# [CHALLENGE]
Copy the listing below word for word, leaving out the pictures.
* Begin SUPPLIED DATA *
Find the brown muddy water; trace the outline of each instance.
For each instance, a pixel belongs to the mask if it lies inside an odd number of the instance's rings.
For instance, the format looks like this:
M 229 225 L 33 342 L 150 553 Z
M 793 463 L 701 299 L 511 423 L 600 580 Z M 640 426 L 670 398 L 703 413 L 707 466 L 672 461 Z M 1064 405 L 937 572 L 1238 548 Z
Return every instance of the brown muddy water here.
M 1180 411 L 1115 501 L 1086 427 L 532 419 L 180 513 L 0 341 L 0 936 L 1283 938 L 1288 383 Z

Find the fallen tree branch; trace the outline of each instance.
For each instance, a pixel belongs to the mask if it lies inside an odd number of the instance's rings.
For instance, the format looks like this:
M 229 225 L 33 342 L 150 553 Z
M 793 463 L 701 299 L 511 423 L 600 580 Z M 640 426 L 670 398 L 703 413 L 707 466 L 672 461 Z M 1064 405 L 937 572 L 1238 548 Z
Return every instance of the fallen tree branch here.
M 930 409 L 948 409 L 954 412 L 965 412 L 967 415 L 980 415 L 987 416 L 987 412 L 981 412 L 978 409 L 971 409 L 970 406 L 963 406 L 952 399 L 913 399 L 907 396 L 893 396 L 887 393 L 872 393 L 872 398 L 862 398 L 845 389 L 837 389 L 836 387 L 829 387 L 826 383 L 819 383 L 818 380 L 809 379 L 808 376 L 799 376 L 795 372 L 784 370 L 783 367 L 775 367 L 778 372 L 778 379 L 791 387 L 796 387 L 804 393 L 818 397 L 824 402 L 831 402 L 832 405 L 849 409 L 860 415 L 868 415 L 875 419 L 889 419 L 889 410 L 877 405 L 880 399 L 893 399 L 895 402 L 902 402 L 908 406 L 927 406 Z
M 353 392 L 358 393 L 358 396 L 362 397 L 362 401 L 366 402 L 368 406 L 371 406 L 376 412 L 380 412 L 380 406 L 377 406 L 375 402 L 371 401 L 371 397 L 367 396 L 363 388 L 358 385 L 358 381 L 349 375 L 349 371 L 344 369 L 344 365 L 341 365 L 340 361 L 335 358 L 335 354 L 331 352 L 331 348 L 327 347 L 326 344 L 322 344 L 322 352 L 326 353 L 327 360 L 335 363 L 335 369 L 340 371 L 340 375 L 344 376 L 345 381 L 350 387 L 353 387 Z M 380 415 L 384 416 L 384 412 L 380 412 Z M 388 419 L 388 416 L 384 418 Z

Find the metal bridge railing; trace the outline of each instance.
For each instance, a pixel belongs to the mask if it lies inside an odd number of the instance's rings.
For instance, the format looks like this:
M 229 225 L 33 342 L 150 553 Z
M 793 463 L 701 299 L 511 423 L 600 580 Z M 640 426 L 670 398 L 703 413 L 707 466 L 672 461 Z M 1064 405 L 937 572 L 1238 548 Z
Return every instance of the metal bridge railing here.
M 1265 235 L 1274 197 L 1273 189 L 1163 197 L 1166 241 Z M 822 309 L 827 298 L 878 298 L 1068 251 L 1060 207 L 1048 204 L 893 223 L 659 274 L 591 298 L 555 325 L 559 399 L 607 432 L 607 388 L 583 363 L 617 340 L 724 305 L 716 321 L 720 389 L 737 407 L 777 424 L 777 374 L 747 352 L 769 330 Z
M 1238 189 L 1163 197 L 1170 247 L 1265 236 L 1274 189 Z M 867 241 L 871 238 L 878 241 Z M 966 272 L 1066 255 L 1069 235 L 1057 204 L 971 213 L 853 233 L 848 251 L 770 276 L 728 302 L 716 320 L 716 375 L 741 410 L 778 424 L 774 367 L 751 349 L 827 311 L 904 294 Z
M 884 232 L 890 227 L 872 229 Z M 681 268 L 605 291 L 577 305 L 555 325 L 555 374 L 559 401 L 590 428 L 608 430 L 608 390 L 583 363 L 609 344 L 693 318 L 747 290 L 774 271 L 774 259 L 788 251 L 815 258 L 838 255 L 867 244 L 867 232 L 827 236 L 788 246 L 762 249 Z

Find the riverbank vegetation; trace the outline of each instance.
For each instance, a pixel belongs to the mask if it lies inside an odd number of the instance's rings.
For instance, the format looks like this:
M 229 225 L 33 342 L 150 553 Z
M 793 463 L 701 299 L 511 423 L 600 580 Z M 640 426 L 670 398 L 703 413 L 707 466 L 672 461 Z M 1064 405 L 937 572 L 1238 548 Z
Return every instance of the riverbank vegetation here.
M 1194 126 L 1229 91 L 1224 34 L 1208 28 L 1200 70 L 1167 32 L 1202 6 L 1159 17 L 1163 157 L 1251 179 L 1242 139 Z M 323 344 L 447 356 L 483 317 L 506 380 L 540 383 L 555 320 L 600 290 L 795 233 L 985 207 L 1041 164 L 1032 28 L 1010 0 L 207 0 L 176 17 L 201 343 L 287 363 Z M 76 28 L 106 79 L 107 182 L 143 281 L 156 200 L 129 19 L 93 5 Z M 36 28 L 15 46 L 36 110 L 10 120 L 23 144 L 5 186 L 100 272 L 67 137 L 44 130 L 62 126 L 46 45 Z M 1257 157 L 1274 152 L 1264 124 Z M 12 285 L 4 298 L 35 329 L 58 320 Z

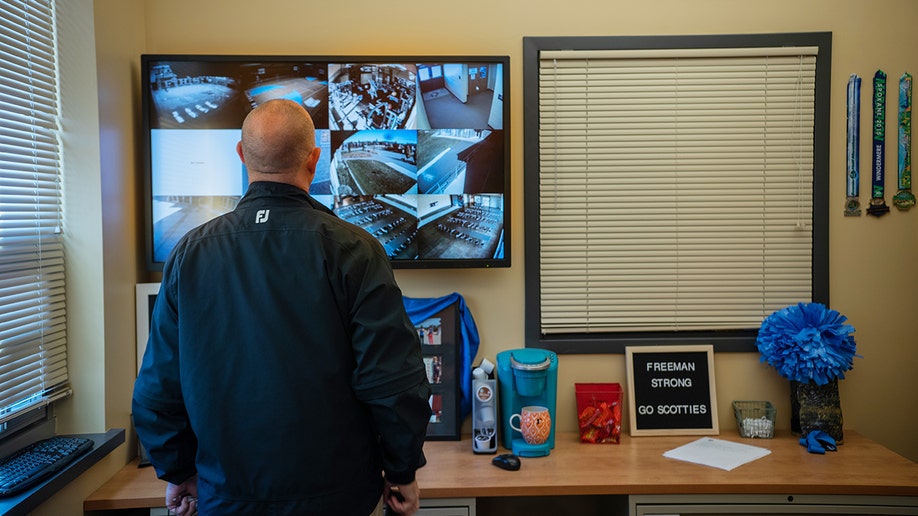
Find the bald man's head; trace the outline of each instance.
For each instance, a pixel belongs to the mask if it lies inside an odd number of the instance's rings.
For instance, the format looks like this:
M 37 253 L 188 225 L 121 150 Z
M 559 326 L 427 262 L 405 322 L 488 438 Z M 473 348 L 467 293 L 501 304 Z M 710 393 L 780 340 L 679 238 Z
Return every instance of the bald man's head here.
M 295 174 L 316 149 L 315 132 L 303 106 L 292 100 L 269 100 L 245 117 L 237 151 L 250 175 Z

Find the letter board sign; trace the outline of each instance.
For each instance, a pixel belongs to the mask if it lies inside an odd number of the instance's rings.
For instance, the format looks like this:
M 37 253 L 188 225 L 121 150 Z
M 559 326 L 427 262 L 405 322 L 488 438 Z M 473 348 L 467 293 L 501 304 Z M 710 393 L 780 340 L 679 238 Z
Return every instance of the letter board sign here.
M 631 435 L 716 435 L 713 346 L 626 347 Z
* End SUPPLIED DATA *
# [SOLUTION FOR THIS PROBLEM]
Find the brown muddy water; trace the outline of each instance.
For each instance, a pixel belongs to the mask if it lies inside an odd number of the instance's rings.
For instance, the format looks like this:
M 229 225 L 33 342 L 150 553 Z
M 793 463 L 701 299 L 511 423 L 600 580 Z M 640 426 L 670 398 L 703 413 L 707 466 L 672 461 Z M 1064 405 L 937 572 L 1238 548 Z
Return every instance of the brown muddy water here.
M 1180 411 L 1115 501 L 1086 427 L 532 419 L 180 513 L 0 341 L 0 936 L 1283 938 L 1288 383 Z

Find the fallen tree branch; trace the outline of each instance.
For each instance, a pixel belongs to the mask if it lies inside an odd number of the instance's rings.
For instance, the format looks like this:
M 229 225 L 33 342 L 150 553 Z
M 793 463 L 701 299 L 511 423 L 600 580 Z M 640 426 L 670 398 L 703 413 L 707 466 L 672 461 Z M 1064 405 L 937 572 L 1238 548 Z
Return every instance of the fallen tree branch here.
M 930 409 L 948 409 L 954 412 L 965 412 L 967 415 L 980 415 L 987 416 L 987 412 L 981 412 L 978 409 L 971 409 L 970 406 L 963 406 L 952 399 L 913 399 L 907 396 L 893 396 L 887 393 L 872 393 L 872 398 L 862 398 L 845 389 L 837 389 L 836 387 L 829 387 L 826 383 L 819 383 L 818 380 L 809 379 L 808 376 L 799 376 L 795 372 L 784 370 L 783 367 L 775 367 L 778 372 L 778 379 L 791 387 L 796 387 L 804 393 L 818 397 L 824 402 L 831 402 L 832 405 L 849 409 L 860 415 L 868 415 L 875 419 L 889 419 L 889 410 L 877 405 L 880 399 L 893 399 L 895 402 L 902 402 L 908 406 L 927 406 Z
M 353 392 L 358 393 L 358 396 L 362 397 L 362 401 L 366 402 L 368 406 L 371 406 L 376 412 L 380 412 L 380 406 L 377 406 L 375 402 L 371 401 L 371 397 L 367 396 L 363 388 L 358 385 L 358 381 L 349 375 L 349 371 L 344 369 L 344 365 L 341 365 L 340 361 L 335 358 L 335 354 L 331 352 L 331 348 L 327 347 L 326 344 L 322 344 L 322 352 L 326 353 L 327 360 L 335 363 L 335 369 L 340 371 L 340 375 L 344 376 L 345 381 L 350 387 L 353 387 Z M 380 415 L 384 416 L 384 412 L 380 412 Z M 388 419 L 388 416 L 384 418 Z

Find the metal bridge railing; trace the outline of each instance.
For each instance, a pixel belongs to the mask if it lies inside an odd number of the instance's rings.
For instance, the format looks like this:
M 229 225 L 33 342 L 150 553 Z
M 793 463 L 701 299 L 511 423 L 600 580 Z M 640 426 L 670 398 L 703 413 L 707 466 L 672 461 Z M 1064 405 L 937 572 L 1238 548 Z
Return every instance of the metal bridge railing here.
M 1265 235 L 1274 197 L 1273 189 L 1163 197 L 1166 241 Z M 822 309 L 827 298 L 878 298 L 1068 251 L 1060 207 L 1048 204 L 893 223 L 659 274 L 591 298 L 555 325 L 559 399 L 607 432 L 607 388 L 583 363 L 617 340 L 724 305 L 716 321 L 720 389 L 737 407 L 777 424 L 777 374 L 747 352 L 769 330 Z
M 1238 189 L 1163 197 L 1170 247 L 1265 236 L 1274 189 Z M 867 241 L 871 238 L 878 241 Z M 966 272 L 1066 255 L 1069 235 L 1057 204 L 971 213 L 853 233 L 848 251 L 770 276 L 728 302 L 716 320 L 716 375 L 741 410 L 778 424 L 774 367 L 751 349 L 827 311 L 904 294 Z
M 884 232 L 890 227 L 872 229 Z M 681 268 L 605 291 L 577 305 L 555 325 L 555 374 L 559 401 L 590 428 L 608 430 L 608 390 L 583 363 L 609 344 L 693 318 L 747 290 L 774 271 L 774 259 L 788 251 L 815 258 L 838 255 L 867 244 L 867 232 L 827 236 L 788 246 L 762 249 Z

Find the riverbank vegetation; trace the outline of each instance.
For each instance, a pixel belongs to the mask if it lies inside an odd number of the instance's rings.
For instance, the format looks like this:
M 229 225 L 33 342 L 150 553 Z
M 793 463 L 701 299 L 511 423 L 600 580 Z M 640 426 L 670 398 L 703 413 L 707 466 L 672 461 Z M 1064 405 L 937 572 L 1238 548 Z
Return every instance of the riverbank vegetation here.
M 1194 126 L 1229 91 L 1224 34 L 1208 28 L 1200 70 L 1167 32 L 1202 6 L 1159 17 L 1163 157 L 1251 179 L 1242 139 Z M 323 344 L 447 356 L 483 317 L 506 380 L 540 383 L 555 320 L 600 290 L 795 233 L 985 207 L 1041 164 L 1032 28 L 1010 0 L 207 0 L 176 17 L 201 343 L 287 363 Z M 76 28 L 106 79 L 107 182 L 143 281 L 156 200 L 129 19 L 93 5 Z M 36 28 L 15 46 L 36 110 L 10 120 L 23 144 L 5 186 L 100 272 L 67 137 L 44 130 L 62 126 L 46 45 Z M 1257 157 L 1274 152 L 1264 124 Z M 12 285 L 4 298 L 35 329 L 58 320 Z

Find the bald man's head; trace the outline of each instance.
For each instance, a pixel belongs to the mask if it lies inside an odd number of the instance's rings.
For instance, the format looks like this:
M 37 253 L 188 225 L 121 150 Z
M 559 326 L 427 262 L 405 322 L 488 438 Z M 473 348 L 467 293 L 501 304 Z M 710 393 L 780 340 L 679 238 Z
Return every instance of the bald man's head here.
M 295 174 L 316 149 L 315 132 L 303 106 L 292 100 L 269 100 L 245 117 L 237 151 L 250 175 Z

Find the letter board sign; trace the outline of each instance.
For each instance, a pixel belongs to the mask if it lies inside an odd number of the instance's rings.
For instance, the format looks like this:
M 37 253 L 188 225 L 121 150 Z
M 559 326 L 427 262 L 405 322 L 488 438 Z M 473 348 L 467 293 L 501 304 Z M 710 393 L 780 340 L 679 238 Z
Return every instance of the letter board sign here.
M 631 435 L 716 435 L 713 346 L 626 347 Z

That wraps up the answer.